**Problem requirements**
Hunt through the entries for the word "innermost" and copy each line in which it appears.

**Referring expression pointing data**
════════
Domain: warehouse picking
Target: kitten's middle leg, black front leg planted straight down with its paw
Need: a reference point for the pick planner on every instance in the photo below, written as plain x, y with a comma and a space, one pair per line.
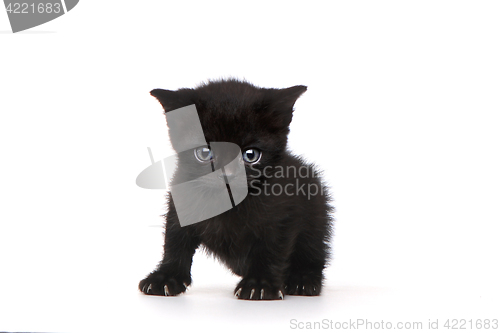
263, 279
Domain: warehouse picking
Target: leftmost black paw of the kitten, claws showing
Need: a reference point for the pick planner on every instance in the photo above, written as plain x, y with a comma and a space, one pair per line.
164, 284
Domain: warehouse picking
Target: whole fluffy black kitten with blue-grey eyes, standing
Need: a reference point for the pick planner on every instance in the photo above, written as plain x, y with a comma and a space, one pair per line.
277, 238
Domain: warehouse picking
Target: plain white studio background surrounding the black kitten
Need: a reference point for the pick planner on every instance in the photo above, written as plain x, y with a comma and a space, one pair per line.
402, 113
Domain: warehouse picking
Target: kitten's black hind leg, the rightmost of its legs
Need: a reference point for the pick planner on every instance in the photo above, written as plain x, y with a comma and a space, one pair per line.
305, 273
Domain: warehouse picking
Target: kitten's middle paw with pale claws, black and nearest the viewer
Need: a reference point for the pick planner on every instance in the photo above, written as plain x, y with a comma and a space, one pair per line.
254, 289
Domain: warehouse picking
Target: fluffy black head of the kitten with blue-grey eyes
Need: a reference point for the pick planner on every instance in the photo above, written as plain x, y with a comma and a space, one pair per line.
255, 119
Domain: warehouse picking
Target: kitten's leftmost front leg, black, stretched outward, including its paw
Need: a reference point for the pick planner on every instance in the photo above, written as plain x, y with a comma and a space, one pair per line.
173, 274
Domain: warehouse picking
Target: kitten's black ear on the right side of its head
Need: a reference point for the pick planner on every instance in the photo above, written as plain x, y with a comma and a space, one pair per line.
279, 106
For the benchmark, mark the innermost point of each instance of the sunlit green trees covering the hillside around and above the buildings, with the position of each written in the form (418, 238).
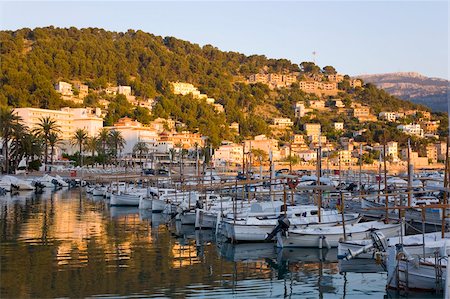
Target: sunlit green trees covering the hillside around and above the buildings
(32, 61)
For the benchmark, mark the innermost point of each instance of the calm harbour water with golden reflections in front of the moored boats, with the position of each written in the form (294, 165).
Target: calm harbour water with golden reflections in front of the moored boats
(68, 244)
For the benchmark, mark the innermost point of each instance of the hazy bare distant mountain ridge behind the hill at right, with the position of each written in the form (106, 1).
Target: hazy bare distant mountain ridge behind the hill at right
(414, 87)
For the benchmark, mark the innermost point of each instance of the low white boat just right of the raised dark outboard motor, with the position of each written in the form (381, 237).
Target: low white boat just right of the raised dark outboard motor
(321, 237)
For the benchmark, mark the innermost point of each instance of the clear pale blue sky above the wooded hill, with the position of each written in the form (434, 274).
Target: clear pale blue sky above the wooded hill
════════
**Task response**
For the benchmark, mark the innermost point of each instance of the sunlit green trees covering the hillside around and above the buildings, with the position of each written in the form (418, 238).
For the benchmark, mark the innermost point of each instance of the calm harbour water with golden reflections in front of the moored boats, with the position of each written in the form (294, 165).
For the benchmark, mark the innermost point of each instance of the hazy bare distant mountain ridge behind the hill at right, with the position of each written in the form (106, 1).
For the benchmark, mark the innermost point of each instance of the low white boat just right of the raised dark outboard motor, with the position of each written in the form (381, 237).
For the benchmark, mark the innermost point of each instance of the clear pale blue sky above the wooded hill, with the position of each written in the form (434, 274).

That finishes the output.